(Beginning of DOCUMENT TEXT)

For nearly seventeen of his thirty-two years in the news business, he was a staff correspondent and anchor with CNN based in Atlanta and New York. He served as the science, environment and aerospace space correspondent and the anchor of various programs, including American Morning. While at CNN, O’Brien secured a deal with NASA to become the first journalist to fly on the space shuttle. The project ended with the loss of Columbia and her crew in 2003 – a story he told to the world in a critically acclaimed sixteen-hour marathon of live coverage.
He is currently an at large member of the NASA advisory Council, offering strategic advise to the NASA administrator.
Prior to joining CNN, he worked as a reporter at television stations in Boston, Tampa, Albany, NY and St. Joseph, MO. He began his television career as a desk assistant at WRC-TV in Washington, DC. O’Brien is an accomplished pilot and is frequently called upon to explain the world of aviation to a mass audience.

(End of DOCUMENT TEXT)
(Beginning of GIVEN ENTRIES)

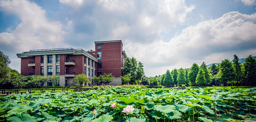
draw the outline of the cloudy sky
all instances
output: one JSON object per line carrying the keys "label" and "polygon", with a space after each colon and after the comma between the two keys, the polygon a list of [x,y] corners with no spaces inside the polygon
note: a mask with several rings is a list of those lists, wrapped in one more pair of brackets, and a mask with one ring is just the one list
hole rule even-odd
{"label": "cloudy sky", "polygon": [[256,0],[0,0],[0,50],[16,53],[121,40],[145,74],[256,56]]}

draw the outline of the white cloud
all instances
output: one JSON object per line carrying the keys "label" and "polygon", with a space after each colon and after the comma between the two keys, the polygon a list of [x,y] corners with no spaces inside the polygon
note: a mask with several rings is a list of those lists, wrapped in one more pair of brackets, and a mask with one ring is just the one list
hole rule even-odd
{"label": "white cloud", "polygon": [[256,52],[256,14],[230,12],[189,26],[168,42],[129,43],[124,49],[144,64],[148,76],[161,74],[167,69],[190,68],[195,62],[220,62],[227,57],[232,60],[235,54],[247,57]]}
{"label": "white cloud", "polygon": [[[16,53],[29,50],[66,45],[62,43],[65,33],[63,25],[58,21],[48,20],[45,10],[36,3],[25,0],[3,0],[0,1],[0,11],[21,20],[14,30],[0,33],[0,48],[7,54],[12,53],[8,55],[11,58],[14,58]],[[17,67],[14,64],[11,66]]]}
{"label": "white cloud", "polygon": [[245,5],[256,5],[256,0],[240,0]]}

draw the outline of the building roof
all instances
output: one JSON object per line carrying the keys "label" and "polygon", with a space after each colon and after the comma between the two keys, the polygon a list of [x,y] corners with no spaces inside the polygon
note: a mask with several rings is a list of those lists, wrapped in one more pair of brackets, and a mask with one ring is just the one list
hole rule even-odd
{"label": "building roof", "polygon": [[22,52],[17,54],[18,58],[31,57],[35,56],[72,54],[73,55],[83,55],[86,57],[98,62],[98,59],[82,49],[74,49],[72,48],[47,49],[30,50],[29,52]]}
{"label": "building roof", "polygon": [[112,42],[120,42],[122,43],[122,45],[123,45],[123,42],[122,42],[122,40],[113,40],[113,41],[94,41],[95,43],[112,43]]}

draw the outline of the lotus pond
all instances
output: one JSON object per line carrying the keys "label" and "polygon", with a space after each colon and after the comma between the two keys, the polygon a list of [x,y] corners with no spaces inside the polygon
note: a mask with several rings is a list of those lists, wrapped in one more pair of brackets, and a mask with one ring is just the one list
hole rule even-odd
{"label": "lotus pond", "polygon": [[1,122],[255,120],[256,88],[114,87],[0,97]]}

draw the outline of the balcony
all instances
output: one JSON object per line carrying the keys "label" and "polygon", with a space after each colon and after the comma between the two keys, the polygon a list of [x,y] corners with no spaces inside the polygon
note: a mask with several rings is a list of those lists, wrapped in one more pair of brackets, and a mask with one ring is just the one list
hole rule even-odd
{"label": "balcony", "polygon": [[75,72],[73,71],[65,71],[65,77],[75,77]]}
{"label": "balcony", "polygon": [[28,66],[36,66],[36,61],[29,61],[29,64]]}
{"label": "balcony", "polygon": [[65,59],[65,65],[75,65],[75,60],[73,59]]}

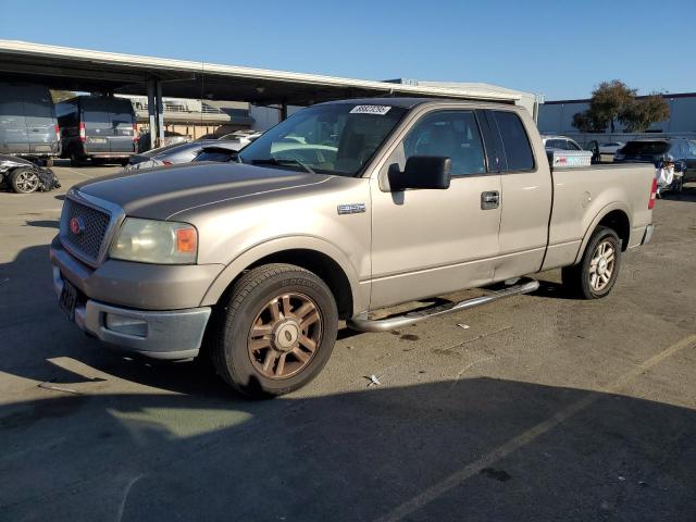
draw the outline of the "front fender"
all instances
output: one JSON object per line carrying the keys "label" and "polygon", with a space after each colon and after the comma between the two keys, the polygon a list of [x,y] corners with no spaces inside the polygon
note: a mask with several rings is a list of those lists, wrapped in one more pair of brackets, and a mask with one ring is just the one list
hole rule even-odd
{"label": "front fender", "polygon": [[217,303],[223,293],[229,287],[233,281],[250,265],[259,260],[277,254],[286,250],[314,250],[334,260],[344,271],[350,284],[352,293],[353,313],[366,310],[370,302],[369,282],[361,284],[358,271],[349,261],[348,256],[336,245],[315,236],[286,236],[266,240],[254,245],[237,256],[229,264],[223,269],[210,288],[203,296],[201,306],[213,306]]}

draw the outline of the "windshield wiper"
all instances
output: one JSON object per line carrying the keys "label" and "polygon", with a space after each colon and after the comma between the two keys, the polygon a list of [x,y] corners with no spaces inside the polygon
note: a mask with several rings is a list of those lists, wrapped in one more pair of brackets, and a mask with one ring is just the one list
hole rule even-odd
{"label": "windshield wiper", "polygon": [[252,165],[284,165],[287,163],[300,165],[302,169],[304,169],[306,172],[309,172],[310,174],[316,174],[311,166],[309,166],[303,161],[297,160],[295,158],[269,158],[268,160],[251,160]]}

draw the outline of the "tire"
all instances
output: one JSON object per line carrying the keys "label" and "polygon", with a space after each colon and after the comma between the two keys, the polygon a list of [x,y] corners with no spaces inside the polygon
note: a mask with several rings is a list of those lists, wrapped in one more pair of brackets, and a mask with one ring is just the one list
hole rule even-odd
{"label": "tire", "polygon": [[277,263],[244,274],[211,321],[217,374],[243,394],[264,398],[298,389],[321,372],[334,349],[338,313],[321,278]]}
{"label": "tire", "polygon": [[17,194],[30,194],[39,188],[39,175],[32,169],[15,169],[10,174],[10,185]]}
{"label": "tire", "polygon": [[77,152],[73,149],[70,151],[70,166],[82,166],[83,159],[77,156]]}
{"label": "tire", "polygon": [[589,238],[579,264],[561,271],[563,287],[582,299],[600,299],[613,288],[621,269],[621,239],[617,233],[598,226]]}

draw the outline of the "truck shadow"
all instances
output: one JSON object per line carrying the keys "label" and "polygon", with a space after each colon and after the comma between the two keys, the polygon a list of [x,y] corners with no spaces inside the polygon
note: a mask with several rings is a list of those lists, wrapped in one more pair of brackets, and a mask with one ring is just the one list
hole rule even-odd
{"label": "truck shadow", "polygon": [[620,395],[492,378],[263,402],[46,393],[0,406],[3,520],[696,517],[696,412]]}

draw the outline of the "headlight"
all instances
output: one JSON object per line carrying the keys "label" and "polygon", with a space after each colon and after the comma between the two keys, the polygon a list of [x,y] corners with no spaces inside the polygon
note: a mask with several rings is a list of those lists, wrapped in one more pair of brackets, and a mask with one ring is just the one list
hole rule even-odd
{"label": "headlight", "polygon": [[198,254],[198,232],[188,223],[126,217],[109,257],[158,264],[191,264]]}

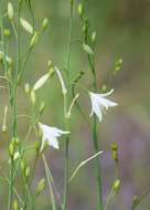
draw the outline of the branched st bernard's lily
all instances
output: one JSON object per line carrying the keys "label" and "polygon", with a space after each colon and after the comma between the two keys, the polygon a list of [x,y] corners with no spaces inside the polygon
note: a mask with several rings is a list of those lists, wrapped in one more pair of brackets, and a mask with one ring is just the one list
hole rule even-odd
{"label": "branched st bernard's lily", "polygon": [[97,93],[89,92],[90,102],[92,102],[90,116],[93,114],[96,114],[96,116],[99,118],[99,122],[101,122],[103,113],[105,113],[105,111],[107,111],[109,107],[114,107],[118,105],[117,103],[105,98],[106,96],[110,95],[113,92],[114,90],[105,94],[97,94]]}
{"label": "branched st bernard's lily", "polygon": [[52,146],[55,149],[58,149],[57,137],[61,137],[63,134],[69,134],[69,132],[64,132],[62,129],[58,129],[56,127],[51,127],[42,123],[39,123],[39,127],[42,130],[42,135],[43,135],[41,150],[43,149],[45,143],[47,143],[49,146]]}

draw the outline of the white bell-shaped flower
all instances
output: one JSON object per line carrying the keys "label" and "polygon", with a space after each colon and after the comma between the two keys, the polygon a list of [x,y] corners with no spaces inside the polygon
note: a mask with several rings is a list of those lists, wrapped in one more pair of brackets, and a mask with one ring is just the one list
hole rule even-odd
{"label": "white bell-shaped flower", "polygon": [[43,149],[45,143],[47,143],[47,145],[54,147],[55,149],[58,149],[57,138],[61,137],[63,134],[69,134],[69,132],[63,132],[62,129],[51,127],[42,123],[39,123],[39,126],[43,134],[41,150]]}

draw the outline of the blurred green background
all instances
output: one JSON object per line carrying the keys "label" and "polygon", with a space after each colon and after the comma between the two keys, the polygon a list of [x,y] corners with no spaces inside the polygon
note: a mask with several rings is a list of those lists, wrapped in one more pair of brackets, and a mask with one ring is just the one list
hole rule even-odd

(End of GIVEN ENTRIES)

▸ **USING THE INFORMATION**:
1. Answer these from the O'Brien biography:
(a) For about how many years was he with CNN?
(b) What advisory body is he currently an at-large member of?
(c) In what role did he begin his television career?
2. Please list every city where, according to the O'Brien biography, he worked as a reporter at a television station before joining CNN.
3. Write the next few sentences of the O'Brien biography, picking up after its final sentence.
The stored data has nothing to do with this.

▸ **RESPONSES FOR EACH TASK**:
1.
(a) Nearly seventeen years.
(b) The NASA Advisory Council.
(c) As a desk assistant at WRC-TV in Washington, DC.

2.
Boston
Tampa
Albany, NY
St. Joseph, MO

3.
He has won numerous awards over the years, including a half-dozen Emmys, a Peabody and DuPont for his coverage of Hurricane Katrina and its aftermath. In February of 2014, a heavy equipment case fell on his forearm while he was on assignment in Asia. He developed Acute Compartment Syndrome, which necessitated the emergency amputation of his left arm above the elbow. Despite the loss of his arm, remains an avid cyclist, runner, and has begun the training required to regain his medical qualification to be a private pilot.
Born in Detroit and raised in Grosse Pointe Farms, MI, he is based in Washington, DC. He has a son at the US Naval Academy and a daughter at Davidson College in North Carolina. He was a history major at Georgetown University.